** BEGIN EXTRACTED DATA **

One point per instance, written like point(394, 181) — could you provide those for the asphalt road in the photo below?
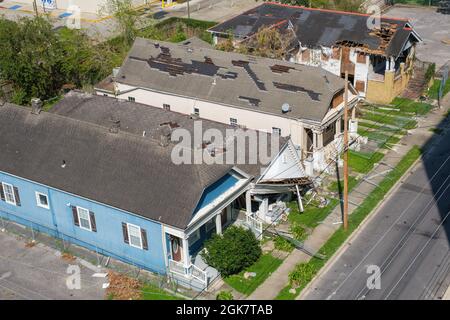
point(408, 239)
point(39, 273)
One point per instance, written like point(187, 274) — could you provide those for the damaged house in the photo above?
point(99, 173)
point(378, 54)
point(273, 96)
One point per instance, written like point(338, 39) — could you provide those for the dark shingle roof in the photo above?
point(123, 169)
point(230, 78)
point(317, 27)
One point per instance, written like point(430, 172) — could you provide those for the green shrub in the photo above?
point(233, 251)
point(282, 244)
point(298, 231)
point(224, 295)
point(302, 274)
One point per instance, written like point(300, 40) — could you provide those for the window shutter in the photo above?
point(2, 194)
point(75, 216)
point(144, 239)
point(93, 225)
point(16, 195)
point(125, 233)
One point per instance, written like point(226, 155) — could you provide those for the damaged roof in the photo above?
point(319, 27)
point(244, 81)
point(128, 170)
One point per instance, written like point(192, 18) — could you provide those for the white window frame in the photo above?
point(4, 185)
point(276, 130)
point(38, 200)
point(88, 218)
point(210, 225)
point(129, 235)
point(194, 236)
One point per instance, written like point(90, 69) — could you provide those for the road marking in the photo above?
point(99, 275)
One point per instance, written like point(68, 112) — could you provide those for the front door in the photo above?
point(223, 216)
point(175, 245)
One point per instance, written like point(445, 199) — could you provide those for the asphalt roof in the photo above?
point(244, 81)
point(126, 170)
point(318, 27)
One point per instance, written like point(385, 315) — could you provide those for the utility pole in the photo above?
point(35, 8)
point(189, 11)
point(345, 218)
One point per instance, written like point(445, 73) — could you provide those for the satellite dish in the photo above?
point(285, 107)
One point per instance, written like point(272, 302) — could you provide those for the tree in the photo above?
point(233, 251)
point(39, 61)
point(125, 17)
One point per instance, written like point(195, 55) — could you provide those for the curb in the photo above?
point(356, 232)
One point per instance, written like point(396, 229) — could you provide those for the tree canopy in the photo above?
point(40, 60)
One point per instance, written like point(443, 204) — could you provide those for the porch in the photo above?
point(188, 266)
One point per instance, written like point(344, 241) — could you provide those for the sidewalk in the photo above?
point(280, 278)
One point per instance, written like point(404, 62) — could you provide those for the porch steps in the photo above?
point(416, 85)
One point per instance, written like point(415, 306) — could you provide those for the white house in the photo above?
point(296, 101)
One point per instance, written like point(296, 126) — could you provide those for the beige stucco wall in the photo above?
point(89, 6)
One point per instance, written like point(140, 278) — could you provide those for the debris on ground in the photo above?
point(30, 244)
point(67, 256)
point(122, 287)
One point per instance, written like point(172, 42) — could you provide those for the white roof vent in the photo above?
point(285, 107)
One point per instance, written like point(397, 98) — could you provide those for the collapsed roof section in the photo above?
point(230, 79)
point(319, 27)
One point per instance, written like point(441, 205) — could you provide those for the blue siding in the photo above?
point(58, 221)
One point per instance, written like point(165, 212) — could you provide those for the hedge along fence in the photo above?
point(311, 268)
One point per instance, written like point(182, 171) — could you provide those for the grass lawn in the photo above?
point(334, 187)
point(363, 162)
point(150, 292)
point(407, 105)
point(355, 219)
point(433, 92)
point(399, 122)
point(381, 139)
point(265, 265)
point(311, 217)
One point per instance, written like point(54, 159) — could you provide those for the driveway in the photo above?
point(40, 273)
point(433, 27)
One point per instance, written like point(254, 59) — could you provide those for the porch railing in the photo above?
point(177, 267)
point(255, 225)
point(199, 274)
point(191, 271)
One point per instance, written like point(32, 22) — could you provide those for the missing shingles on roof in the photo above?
point(289, 87)
point(251, 101)
point(228, 75)
point(278, 68)
point(246, 65)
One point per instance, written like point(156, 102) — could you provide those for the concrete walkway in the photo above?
point(280, 278)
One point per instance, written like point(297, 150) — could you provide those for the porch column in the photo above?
point(338, 126)
point(186, 255)
point(248, 202)
point(319, 139)
point(315, 143)
point(218, 224)
point(392, 64)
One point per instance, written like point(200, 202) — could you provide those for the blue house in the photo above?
point(98, 172)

** END EXTRACTED DATA **

## EXERCISE
Rewrite the rows from the line that has "One point per instance, written like point(187, 274)" through the line that has "point(273, 96)", keeping the request line, and give nothing else. Multiply each point coordinate in the answers by 0.4 and round it to a whole number, with halves going up. Leave the numbers in the request and its sample point unchanged.

## OUTPUT BELOW
One point per instance, written like point(187, 274) — could you provide those for the damaged house in the photo above?
point(40, 69)
point(151, 22)
point(109, 38)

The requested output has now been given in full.